→ Required task A:
Convert the entries into a JSON list of strings with one string per line, skipping blank lines. Start at the line containing "relief shown above." and run through the final line of the entries.

→ Supplied text:
* * *

= Tracey DeKeyser =

Canadian ice hockey coach

Tracey DeKeyser is a Canadian retired ice hockey player and a former coach with the Wisconsin Badgers women's ice hockey program.

==Biography==
A native of Ashton, Ontario, DeKeyser and her husband, Darren, were married in 2008. She attended Cornell University, where she was a co-captain on the women's ice hockey team and a member of the Quill and Dagger society. In 1998, she played in Switzerland for SC Reinach Lions and helped them become Zurich Cup Tournament Champions. Later she also graduated from the University of Wisconsin-Madison in 2007. She resides in Middleton, Wisconsin.

* * *

[Excerpt from a dataset]
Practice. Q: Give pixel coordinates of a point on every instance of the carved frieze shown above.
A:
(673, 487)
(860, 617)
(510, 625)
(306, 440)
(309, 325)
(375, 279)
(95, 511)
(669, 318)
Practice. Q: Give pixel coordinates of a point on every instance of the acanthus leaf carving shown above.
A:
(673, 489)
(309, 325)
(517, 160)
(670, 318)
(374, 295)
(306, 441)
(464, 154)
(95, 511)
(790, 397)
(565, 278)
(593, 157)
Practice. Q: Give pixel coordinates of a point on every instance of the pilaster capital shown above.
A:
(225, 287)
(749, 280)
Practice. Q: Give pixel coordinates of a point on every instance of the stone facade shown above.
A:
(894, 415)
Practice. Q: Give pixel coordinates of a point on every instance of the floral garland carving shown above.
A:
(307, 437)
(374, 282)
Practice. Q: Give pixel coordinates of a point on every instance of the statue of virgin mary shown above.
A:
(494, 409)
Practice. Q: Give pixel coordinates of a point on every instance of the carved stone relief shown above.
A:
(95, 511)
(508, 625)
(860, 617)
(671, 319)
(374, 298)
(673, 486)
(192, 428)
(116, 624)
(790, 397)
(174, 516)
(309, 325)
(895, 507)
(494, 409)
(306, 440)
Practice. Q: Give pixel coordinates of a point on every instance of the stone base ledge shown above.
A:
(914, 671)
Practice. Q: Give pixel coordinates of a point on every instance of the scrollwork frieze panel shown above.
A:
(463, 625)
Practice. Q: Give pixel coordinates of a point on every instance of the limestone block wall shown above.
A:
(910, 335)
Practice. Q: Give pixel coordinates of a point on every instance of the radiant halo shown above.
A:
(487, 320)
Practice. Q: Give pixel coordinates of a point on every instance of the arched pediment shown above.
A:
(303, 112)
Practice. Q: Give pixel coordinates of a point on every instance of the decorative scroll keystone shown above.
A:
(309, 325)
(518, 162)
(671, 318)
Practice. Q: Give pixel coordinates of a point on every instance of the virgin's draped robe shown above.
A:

* * *

→ Required task B:
Continue the biography of Tracey DeKeyser from its final sentence.

→ Exercise answer A:
[
  "Practice. Q: Give pixel coordinates of a point on every instance of the carved stone relief shown above.",
  "A:",
  "(95, 511)",
  "(508, 625)",
  "(860, 617)",
  "(671, 319)",
  "(374, 298)",
  "(673, 486)",
  "(192, 428)",
  "(116, 624)",
  "(790, 397)",
  "(174, 516)",
  "(309, 325)",
  "(895, 507)",
  "(494, 409)",
  "(306, 440)",
  "Practice. Q: Give pixel coordinates of a point on every instance of the stone base ledge shown above.",
  "A:",
  "(914, 671)",
  "Practice. Q: Give pixel coordinates of a point on every instance of the scrollwork frieze panel shown above.",
  "A:",
  "(463, 625)",
  "Practice. Q: Give pixel coordinates of a point on every instance of the limestone block wall shown above.",
  "A:",
  "(910, 335)",
  "Practice. Q: Give pixel coordinates of a point on every instance of the radiant halo shown above.",
  "A:",
  "(487, 320)",
  "Practice. Q: Give pixel coordinates of a point on every instance of the arched pediment shown above.",
  "A:",
  "(303, 112)",
  "Practice. Q: Give pixel coordinates of a point on every instance of the decorative scroll keystone shown above.",
  "A:",
  "(309, 325)",
  "(518, 162)",
  "(671, 318)",
  "Practice. Q: Give pixel coordinates of a point on every instance of the virgin's draped robe shown above.",
  "A:"
]

→ Exercise answer B:
==Coaching career==
DeKeyser's first coaching experience was serving in the head coaching position of the girls' hockey team at Cushing Academy in Ashburnham, Massachusetts. She joined the Badgers in 1999. During the 2009–2010 season she was appointed as interim head coach while Mark Johnson took a leave of absence in order to coach the United States women's national ice hockey team in the 2010 Winter Olympics.

Statistics overview
Season: Team; Overall; Conference; Standing; Postseason
Wisconsin Badgers (WCHA) (2002–present)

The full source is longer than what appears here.